> Brano da leggere
☆ ☆ ☆ ☆ ☆ ☆ ☆
Il laboratorio «Liberincarta» nel carcere Mario Gozzini
Il laboratorio «Liberincarta» nel carcere Mario Gozzini

FIRENZE – Sono stato arrestato il 14 febbraio 2013, un giorno e una data indimenticabili in tutti sensi. Sono in prigione per la prima volta. Da incensurato. Purtroppo, ora, sono etichettato come un delinquente, soprattutto agli occhi delle persone che non mi conoscono.

Ho 45 anni, faccio parte del laboratorio «Liberincarta» e nella circostanza che attualmente mi circonda posso ritenermi fortunato. Per modo di dire. La maggior parte delle altre persone detenute che mi circondano non superano i 40 anni di età, mi vedono quasi tutti come una figura paterna, mi rispettano e hanno nei miei confronti un’educazione che sembra quasi irreale considerato come funziona la vita qui all’interno.
☆ ☆ ☆ ☆ ☆ ☆ ☆
> Materiale fornito

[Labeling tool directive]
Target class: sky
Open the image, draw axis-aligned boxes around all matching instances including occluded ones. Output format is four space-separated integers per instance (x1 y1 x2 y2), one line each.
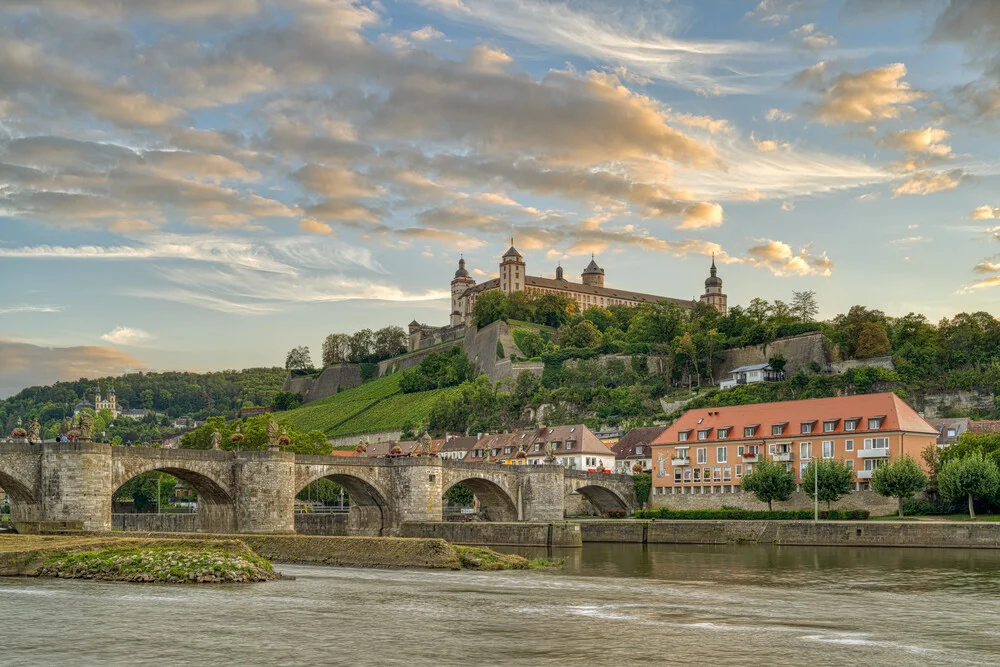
0 0 1000 397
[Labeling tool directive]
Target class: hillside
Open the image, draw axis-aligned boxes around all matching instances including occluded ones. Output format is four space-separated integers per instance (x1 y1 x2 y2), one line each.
281 373 456 438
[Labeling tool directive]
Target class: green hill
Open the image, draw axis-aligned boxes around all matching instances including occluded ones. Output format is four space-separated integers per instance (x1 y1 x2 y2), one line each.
282 373 456 438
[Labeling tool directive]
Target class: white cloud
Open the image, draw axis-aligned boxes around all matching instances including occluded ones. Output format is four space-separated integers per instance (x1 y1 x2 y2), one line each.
101 326 154 346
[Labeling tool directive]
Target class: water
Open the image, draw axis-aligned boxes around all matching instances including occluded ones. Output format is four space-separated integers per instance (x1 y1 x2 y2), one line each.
0 544 1000 667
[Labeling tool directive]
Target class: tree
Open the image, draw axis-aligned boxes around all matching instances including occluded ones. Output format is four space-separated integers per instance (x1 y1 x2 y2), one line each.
802 459 854 510
741 459 795 511
285 345 313 371
323 334 351 368
854 322 892 359
792 290 819 322
871 456 927 518
938 451 1000 520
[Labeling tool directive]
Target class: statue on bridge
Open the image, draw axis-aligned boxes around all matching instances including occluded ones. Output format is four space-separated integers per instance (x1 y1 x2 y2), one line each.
80 412 94 442
267 417 281 452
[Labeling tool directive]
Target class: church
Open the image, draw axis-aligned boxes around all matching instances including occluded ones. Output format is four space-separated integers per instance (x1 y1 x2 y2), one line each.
451 245 726 327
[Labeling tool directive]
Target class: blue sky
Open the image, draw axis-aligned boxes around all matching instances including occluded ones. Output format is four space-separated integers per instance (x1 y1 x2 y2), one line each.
0 0 1000 396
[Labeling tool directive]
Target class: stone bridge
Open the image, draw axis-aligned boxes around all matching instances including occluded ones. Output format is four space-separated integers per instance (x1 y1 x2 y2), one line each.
0 443 635 535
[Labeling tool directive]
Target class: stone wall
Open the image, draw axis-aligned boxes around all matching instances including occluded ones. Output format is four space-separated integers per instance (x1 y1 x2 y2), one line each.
400 521 583 547
908 387 996 419
712 331 830 381
281 364 361 403
650 487 897 516
111 512 201 533
295 512 348 535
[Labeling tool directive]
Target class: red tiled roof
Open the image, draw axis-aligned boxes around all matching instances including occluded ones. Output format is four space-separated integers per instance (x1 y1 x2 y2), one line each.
653 393 938 445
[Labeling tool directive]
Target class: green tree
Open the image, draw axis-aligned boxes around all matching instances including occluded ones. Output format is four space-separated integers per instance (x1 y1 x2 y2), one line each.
740 459 795 510
938 451 1000 520
286 345 313 370
802 459 854 510
871 456 927 518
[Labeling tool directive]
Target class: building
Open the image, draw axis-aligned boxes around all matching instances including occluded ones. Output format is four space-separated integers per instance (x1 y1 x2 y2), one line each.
464 424 615 472
451 244 727 326
611 426 667 475
653 393 938 502
719 364 785 389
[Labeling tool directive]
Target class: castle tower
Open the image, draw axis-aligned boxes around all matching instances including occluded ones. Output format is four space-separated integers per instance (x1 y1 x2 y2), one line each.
701 253 727 315
451 257 476 327
580 255 604 287
500 237 526 294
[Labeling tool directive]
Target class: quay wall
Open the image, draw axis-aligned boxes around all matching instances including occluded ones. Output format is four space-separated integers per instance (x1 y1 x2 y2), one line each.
401 521 583 547
580 519 1000 549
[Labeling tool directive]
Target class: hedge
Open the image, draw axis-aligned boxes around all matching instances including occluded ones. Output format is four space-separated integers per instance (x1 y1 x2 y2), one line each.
633 507 870 521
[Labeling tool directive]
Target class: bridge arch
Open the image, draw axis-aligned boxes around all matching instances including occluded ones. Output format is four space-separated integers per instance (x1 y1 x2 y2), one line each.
444 475 518 521
295 465 393 537
108 448 237 533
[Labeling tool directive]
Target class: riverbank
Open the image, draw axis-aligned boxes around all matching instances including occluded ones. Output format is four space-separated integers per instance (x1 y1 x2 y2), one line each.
0 535 281 583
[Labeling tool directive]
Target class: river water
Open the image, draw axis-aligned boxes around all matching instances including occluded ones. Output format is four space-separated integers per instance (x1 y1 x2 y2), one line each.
0 544 1000 667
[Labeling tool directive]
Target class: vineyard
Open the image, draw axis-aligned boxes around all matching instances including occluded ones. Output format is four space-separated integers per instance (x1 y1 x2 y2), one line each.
282 373 455 437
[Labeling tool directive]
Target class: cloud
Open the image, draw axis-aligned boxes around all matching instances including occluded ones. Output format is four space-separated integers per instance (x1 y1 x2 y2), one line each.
788 23 837 49
0 340 146 398
744 239 834 277
969 206 1000 220
101 326 154 346
764 109 795 123
892 169 969 197
797 63 925 125
677 202 722 229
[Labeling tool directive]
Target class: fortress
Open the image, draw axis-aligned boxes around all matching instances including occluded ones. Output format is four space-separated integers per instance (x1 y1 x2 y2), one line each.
409 239 727 351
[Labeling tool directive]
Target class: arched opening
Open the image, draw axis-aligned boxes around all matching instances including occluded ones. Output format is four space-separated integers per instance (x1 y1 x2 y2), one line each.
0 471 41 523
444 477 517 521
111 467 236 533
295 474 388 537
564 486 629 516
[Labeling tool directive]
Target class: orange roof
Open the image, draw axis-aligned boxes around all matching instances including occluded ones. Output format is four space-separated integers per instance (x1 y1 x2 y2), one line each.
652 393 938 445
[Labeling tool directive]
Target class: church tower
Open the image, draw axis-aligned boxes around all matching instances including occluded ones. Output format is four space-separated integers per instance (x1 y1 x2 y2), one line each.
500 238 526 294
580 255 604 287
451 257 476 327
701 253 727 315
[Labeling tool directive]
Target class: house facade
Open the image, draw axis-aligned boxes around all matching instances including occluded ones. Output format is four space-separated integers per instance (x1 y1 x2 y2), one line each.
652 393 938 504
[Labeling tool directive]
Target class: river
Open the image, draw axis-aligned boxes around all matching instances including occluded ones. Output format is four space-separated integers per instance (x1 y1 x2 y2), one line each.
0 544 1000 667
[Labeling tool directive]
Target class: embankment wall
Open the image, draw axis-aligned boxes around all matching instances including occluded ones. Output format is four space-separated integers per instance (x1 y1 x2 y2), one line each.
581 519 1000 549
400 521 583 547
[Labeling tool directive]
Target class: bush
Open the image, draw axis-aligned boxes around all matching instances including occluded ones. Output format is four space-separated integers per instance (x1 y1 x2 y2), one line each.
634 507 871 521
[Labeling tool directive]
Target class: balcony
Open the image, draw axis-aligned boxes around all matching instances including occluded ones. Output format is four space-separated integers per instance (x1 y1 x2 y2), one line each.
858 447 889 459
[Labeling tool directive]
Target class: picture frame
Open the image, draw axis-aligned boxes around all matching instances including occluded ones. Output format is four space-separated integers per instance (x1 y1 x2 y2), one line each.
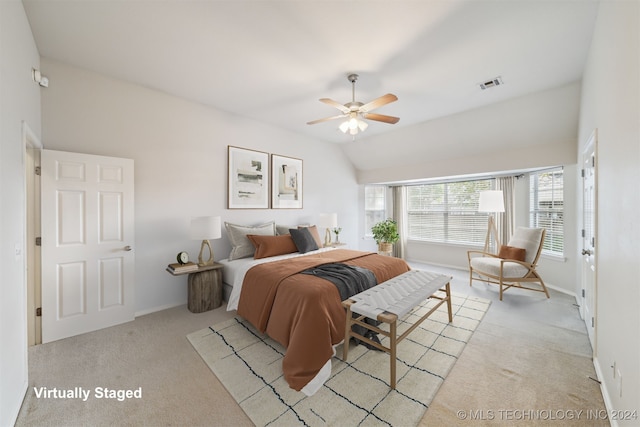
271 154 303 209
227 145 271 209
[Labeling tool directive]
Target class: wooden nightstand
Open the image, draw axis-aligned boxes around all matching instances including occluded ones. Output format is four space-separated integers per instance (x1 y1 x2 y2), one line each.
167 263 223 313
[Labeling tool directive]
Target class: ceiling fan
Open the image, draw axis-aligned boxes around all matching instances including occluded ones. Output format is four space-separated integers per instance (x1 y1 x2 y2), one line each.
307 74 400 135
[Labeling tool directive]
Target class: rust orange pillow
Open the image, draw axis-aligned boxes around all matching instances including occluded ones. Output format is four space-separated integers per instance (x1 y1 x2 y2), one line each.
498 245 527 261
247 234 298 259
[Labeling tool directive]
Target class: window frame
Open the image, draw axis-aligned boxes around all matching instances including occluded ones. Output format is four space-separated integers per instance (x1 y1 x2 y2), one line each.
529 166 565 258
363 184 389 238
405 177 496 247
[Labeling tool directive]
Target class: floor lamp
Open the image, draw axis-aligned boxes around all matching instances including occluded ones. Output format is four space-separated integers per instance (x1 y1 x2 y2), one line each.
478 190 504 252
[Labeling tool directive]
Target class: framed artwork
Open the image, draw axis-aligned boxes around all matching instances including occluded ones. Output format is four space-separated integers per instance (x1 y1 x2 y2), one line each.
271 154 302 209
227 145 270 209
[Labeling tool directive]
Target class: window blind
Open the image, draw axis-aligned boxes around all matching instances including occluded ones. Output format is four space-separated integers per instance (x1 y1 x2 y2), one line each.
407 179 494 246
529 168 564 256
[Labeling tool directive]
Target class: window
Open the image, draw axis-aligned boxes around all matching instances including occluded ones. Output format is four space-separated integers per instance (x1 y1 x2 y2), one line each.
529 168 564 256
364 185 387 236
407 179 494 246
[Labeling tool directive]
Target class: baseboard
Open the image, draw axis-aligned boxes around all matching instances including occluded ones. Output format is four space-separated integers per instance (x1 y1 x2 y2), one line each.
8 379 29 425
593 357 618 427
134 302 186 317
544 282 578 301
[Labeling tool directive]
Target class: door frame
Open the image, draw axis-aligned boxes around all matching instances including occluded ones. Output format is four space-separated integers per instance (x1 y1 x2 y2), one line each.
22 121 43 346
579 129 598 358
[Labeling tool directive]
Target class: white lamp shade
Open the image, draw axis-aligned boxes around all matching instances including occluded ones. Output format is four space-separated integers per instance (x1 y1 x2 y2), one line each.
318 213 338 228
190 216 222 240
478 190 504 212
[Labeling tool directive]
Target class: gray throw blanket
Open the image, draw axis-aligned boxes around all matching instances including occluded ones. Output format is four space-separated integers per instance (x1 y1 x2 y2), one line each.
301 263 378 301
300 263 380 350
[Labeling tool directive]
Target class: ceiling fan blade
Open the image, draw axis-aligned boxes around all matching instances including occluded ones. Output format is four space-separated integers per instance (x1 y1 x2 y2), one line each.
360 93 398 113
320 98 351 114
307 114 347 125
362 113 400 125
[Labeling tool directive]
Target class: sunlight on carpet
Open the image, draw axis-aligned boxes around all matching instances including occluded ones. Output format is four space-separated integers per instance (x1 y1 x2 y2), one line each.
187 294 490 426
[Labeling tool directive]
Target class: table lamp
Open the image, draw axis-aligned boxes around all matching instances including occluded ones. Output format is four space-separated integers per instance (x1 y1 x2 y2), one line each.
190 216 222 267
478 190 504 252
318 213 338 246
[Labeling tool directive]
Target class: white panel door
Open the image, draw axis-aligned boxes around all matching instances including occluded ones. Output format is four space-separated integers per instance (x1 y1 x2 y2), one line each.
41 150 135 343
581 131 597 356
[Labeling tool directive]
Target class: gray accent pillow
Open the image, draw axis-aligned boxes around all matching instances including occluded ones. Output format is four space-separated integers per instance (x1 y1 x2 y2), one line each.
276 224 295 236
289 227 318 254
224 221 276 261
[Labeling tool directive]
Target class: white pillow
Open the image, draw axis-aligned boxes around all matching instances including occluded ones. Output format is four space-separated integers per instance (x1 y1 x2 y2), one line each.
224 221 276 261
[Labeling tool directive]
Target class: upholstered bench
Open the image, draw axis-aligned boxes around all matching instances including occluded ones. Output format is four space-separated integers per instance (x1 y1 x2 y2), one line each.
342 270 453 389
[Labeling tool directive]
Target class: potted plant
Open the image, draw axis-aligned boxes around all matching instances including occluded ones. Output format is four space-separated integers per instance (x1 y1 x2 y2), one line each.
371 218 400 252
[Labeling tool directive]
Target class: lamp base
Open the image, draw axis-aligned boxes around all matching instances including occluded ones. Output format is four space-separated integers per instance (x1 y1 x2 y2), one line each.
324 227 331 246
198 240 214 267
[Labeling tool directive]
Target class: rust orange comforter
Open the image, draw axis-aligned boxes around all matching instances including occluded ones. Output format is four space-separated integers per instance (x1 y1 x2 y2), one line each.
238 249 410 391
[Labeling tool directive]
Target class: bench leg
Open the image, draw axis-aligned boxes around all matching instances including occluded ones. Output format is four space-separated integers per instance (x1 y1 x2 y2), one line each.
342 305 353 362
389 321 398 390
445 283 453 323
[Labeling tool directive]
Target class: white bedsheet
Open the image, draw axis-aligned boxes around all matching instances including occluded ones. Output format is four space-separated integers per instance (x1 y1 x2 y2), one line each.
218 248 335 311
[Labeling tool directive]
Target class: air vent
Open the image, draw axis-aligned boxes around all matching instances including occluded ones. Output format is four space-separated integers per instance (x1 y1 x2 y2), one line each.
478 76 504 90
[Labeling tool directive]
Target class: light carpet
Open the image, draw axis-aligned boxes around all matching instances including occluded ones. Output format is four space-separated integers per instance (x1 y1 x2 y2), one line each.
187 294 490 426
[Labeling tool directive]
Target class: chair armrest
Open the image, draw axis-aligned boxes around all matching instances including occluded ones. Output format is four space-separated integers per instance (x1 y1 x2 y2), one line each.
467 250 500 261
500 259 536 280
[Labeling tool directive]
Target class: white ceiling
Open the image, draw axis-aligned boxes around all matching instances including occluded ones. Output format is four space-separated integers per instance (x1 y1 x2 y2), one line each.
23 0 597 142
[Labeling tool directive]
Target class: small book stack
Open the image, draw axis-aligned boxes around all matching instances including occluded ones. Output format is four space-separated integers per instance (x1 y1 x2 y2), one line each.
167 262 198 273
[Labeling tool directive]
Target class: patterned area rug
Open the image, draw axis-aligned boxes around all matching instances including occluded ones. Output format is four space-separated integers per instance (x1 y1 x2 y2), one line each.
187 294 490 426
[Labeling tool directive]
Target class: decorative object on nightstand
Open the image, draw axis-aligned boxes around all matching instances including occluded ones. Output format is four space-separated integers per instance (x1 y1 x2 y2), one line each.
478 190 504 253
333 227 342 243
167 262 223 313
371 218 400 253
190 216 222 267
318 213 338 246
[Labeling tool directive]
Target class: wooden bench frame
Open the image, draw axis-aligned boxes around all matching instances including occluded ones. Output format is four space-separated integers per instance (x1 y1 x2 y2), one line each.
342 282 453 390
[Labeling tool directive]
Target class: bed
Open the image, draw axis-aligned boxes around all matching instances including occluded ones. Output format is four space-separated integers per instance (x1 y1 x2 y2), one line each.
221 248 410 395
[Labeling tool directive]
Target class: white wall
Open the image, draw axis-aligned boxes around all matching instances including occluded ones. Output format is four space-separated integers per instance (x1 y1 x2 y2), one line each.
578 1 640 425
352 83 580 295
0 0 40 426
42 58 358 314
344 82 580 184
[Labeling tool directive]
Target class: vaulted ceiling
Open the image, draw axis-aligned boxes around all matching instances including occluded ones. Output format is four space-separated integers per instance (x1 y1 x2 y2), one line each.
23 0 597 143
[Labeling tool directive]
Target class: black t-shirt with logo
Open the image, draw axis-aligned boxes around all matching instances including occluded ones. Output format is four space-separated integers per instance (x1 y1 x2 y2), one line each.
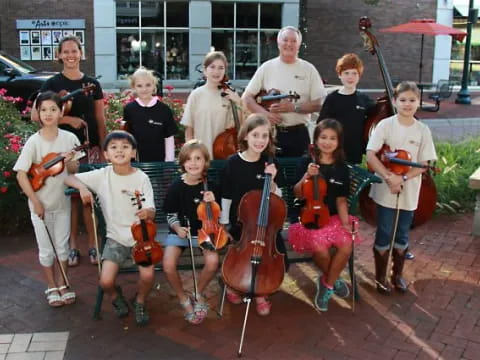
☆ ☆ ☆ ☆ ☆ ☆ ☆
> Consegna
Per favore, trascrivi parola per parola il passo del brano che inizia con "FIRENZE – Sono" e finisce con "vita qui all’interno.".

> Risposta corretta
FIRENZE – Sono stato arrestato il 14 febbraio 2013, un giorno e una data indimenticabili in tutti sensi. Sono in prigione per la prima volta. Da incensurato. Purtroppo, ora, sono etichettato come un delinquente, soprattutto agli occhi delle persone che non mi conoscono.

Ho 45 anni, faccio parte del laboratorio «Liberincarta» e nella circostanza che attualmente mi circonda posso ritenermi fortunato. Per modo di dire. La maggior parte delle altre persone detenute che mi circondano non superano i 40 anni di età, mi vedono quasi tutti come una figura paterna, mi rispettano e hanno nei miei confronti un’educazione che sembra quasi irreale considerato come funziona la vita qui all’interno.